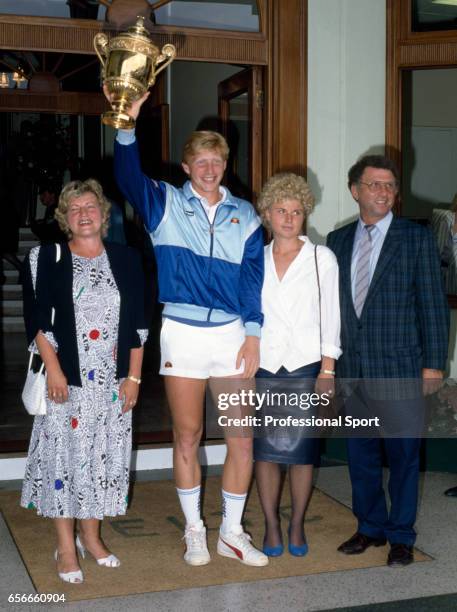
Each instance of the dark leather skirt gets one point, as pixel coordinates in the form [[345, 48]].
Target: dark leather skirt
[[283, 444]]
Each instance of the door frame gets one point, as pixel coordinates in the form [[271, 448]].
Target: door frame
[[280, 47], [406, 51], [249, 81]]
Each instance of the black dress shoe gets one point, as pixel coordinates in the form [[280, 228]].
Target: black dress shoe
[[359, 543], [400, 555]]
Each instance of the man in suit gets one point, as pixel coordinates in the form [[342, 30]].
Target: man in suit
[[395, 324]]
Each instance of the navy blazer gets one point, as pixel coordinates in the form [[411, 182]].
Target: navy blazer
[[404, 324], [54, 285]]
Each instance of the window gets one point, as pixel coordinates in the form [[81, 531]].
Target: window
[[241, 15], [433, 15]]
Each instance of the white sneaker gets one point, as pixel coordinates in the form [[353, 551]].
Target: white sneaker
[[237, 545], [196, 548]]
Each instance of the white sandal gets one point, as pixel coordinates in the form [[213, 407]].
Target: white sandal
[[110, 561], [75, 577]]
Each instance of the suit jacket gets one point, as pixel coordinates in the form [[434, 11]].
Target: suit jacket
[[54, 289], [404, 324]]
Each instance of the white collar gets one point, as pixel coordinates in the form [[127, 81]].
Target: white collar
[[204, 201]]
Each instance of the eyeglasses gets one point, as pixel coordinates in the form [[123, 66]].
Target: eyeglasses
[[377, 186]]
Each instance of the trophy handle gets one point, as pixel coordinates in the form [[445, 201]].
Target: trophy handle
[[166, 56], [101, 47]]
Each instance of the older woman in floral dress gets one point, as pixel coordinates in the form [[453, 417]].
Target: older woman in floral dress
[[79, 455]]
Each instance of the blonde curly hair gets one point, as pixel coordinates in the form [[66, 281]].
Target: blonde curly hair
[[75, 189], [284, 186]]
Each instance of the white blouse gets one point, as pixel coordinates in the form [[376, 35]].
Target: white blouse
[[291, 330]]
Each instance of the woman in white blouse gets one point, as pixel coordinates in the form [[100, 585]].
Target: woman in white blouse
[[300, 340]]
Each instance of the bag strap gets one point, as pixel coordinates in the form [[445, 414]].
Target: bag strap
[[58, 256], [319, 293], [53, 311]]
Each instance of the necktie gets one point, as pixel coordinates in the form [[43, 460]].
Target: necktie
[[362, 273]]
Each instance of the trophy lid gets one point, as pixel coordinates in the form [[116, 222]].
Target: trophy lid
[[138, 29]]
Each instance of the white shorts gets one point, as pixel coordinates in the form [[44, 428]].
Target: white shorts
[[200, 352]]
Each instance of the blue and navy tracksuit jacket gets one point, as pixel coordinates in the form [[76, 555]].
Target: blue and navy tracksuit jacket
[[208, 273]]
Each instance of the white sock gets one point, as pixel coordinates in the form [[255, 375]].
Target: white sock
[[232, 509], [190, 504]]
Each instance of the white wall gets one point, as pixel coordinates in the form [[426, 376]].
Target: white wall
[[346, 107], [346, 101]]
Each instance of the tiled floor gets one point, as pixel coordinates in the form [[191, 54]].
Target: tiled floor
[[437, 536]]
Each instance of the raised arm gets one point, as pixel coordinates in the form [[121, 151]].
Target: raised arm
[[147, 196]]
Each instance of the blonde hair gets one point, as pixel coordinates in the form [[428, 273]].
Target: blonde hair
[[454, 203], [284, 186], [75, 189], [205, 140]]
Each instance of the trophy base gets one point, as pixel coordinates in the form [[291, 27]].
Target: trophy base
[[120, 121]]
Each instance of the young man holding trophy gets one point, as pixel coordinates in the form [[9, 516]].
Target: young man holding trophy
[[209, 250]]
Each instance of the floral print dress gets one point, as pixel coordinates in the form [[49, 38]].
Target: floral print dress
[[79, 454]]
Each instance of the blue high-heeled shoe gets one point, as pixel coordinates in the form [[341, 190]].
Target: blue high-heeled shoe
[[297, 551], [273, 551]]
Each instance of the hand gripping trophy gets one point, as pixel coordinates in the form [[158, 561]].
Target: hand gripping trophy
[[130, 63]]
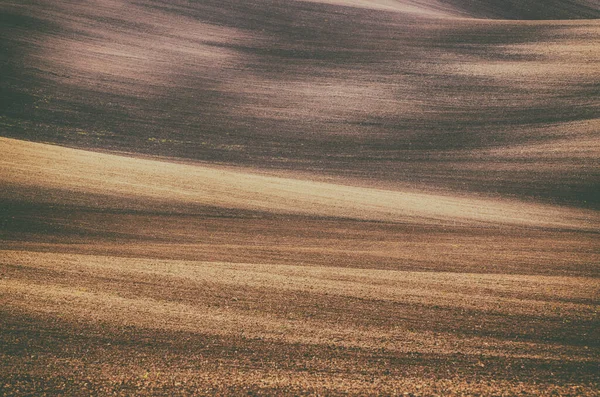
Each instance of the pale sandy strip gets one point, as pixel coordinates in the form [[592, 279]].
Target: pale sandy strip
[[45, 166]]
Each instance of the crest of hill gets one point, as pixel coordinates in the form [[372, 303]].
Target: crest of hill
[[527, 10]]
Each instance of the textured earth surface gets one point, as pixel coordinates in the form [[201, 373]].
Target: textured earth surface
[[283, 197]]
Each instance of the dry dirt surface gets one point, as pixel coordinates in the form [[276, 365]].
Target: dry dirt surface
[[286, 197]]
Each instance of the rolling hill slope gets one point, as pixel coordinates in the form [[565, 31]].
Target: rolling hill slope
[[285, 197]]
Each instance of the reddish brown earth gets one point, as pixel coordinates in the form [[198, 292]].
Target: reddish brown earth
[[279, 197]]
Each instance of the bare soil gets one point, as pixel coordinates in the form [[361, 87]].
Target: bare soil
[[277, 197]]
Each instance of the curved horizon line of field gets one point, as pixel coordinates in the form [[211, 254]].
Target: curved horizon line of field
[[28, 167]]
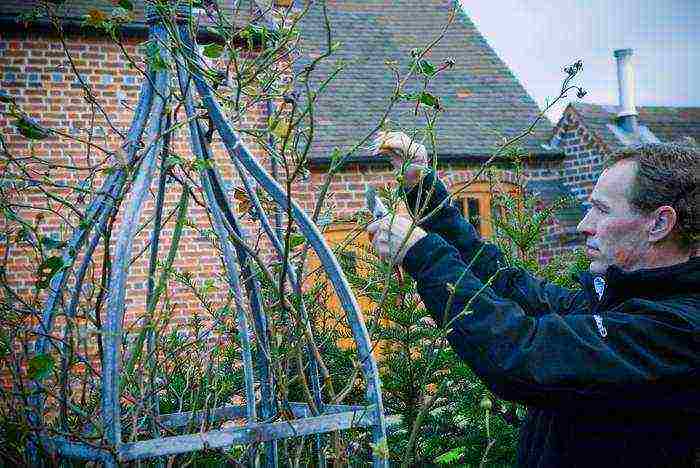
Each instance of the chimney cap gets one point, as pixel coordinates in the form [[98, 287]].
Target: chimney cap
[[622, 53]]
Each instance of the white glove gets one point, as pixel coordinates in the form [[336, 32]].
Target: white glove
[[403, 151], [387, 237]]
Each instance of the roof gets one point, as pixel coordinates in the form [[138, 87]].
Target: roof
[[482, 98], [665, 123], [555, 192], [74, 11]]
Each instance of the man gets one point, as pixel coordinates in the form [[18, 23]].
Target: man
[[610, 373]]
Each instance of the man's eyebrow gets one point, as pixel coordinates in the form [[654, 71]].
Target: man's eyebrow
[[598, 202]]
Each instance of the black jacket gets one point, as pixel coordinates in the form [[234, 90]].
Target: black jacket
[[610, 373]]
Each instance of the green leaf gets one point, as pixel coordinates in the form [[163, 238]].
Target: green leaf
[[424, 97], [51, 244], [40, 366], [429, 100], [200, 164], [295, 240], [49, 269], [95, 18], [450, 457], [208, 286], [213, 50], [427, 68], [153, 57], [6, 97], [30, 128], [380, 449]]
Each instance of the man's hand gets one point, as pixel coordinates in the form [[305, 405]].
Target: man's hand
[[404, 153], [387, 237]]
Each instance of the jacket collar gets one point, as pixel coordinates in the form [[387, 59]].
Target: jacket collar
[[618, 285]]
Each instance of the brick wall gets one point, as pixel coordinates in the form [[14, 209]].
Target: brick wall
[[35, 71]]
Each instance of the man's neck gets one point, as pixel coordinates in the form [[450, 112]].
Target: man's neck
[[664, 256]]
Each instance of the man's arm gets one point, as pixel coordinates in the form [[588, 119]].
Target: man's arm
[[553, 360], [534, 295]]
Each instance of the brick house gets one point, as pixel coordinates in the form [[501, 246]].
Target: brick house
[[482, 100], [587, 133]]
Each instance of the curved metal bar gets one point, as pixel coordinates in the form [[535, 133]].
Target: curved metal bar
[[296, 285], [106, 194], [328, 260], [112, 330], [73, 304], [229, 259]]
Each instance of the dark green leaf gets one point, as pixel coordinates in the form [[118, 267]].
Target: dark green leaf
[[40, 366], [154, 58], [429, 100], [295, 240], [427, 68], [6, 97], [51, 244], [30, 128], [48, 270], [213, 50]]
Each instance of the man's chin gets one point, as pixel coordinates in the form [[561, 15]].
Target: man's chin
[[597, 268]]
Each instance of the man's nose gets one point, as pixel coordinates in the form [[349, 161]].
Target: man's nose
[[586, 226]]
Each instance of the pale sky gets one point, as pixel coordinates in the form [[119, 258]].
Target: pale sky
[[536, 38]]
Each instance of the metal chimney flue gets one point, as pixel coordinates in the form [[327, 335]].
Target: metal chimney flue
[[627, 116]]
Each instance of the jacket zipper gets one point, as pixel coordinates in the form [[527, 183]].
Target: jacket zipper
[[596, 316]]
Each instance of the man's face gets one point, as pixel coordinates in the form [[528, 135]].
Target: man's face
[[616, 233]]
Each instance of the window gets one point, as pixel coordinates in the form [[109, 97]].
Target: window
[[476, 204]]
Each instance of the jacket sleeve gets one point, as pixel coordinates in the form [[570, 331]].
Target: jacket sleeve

■ ■ ■ ■

Repeat the items word for word from their first line through the line containing "[[359, 543], [400, 555]]", and include that line. Omit the pictures from your answer.

» EXPECTED OUTPUT:
Each instance of the dark leather skirt gets one point, as pixel coordinates in the form [[345, 48]].
Target: dark leather skirt
[[283, 444]]
Each instance of the door frame gets one point, as pixel coordinates in the form [[271, 448]].
Target: door frame
[[280, 47], [406, 51], [249, 81]]
Each instance of the black dress shoe gets one point, as pixel coordinates in the form [[280, 228]].
Target: black dress shoe
[[359, 543], [400, 555]]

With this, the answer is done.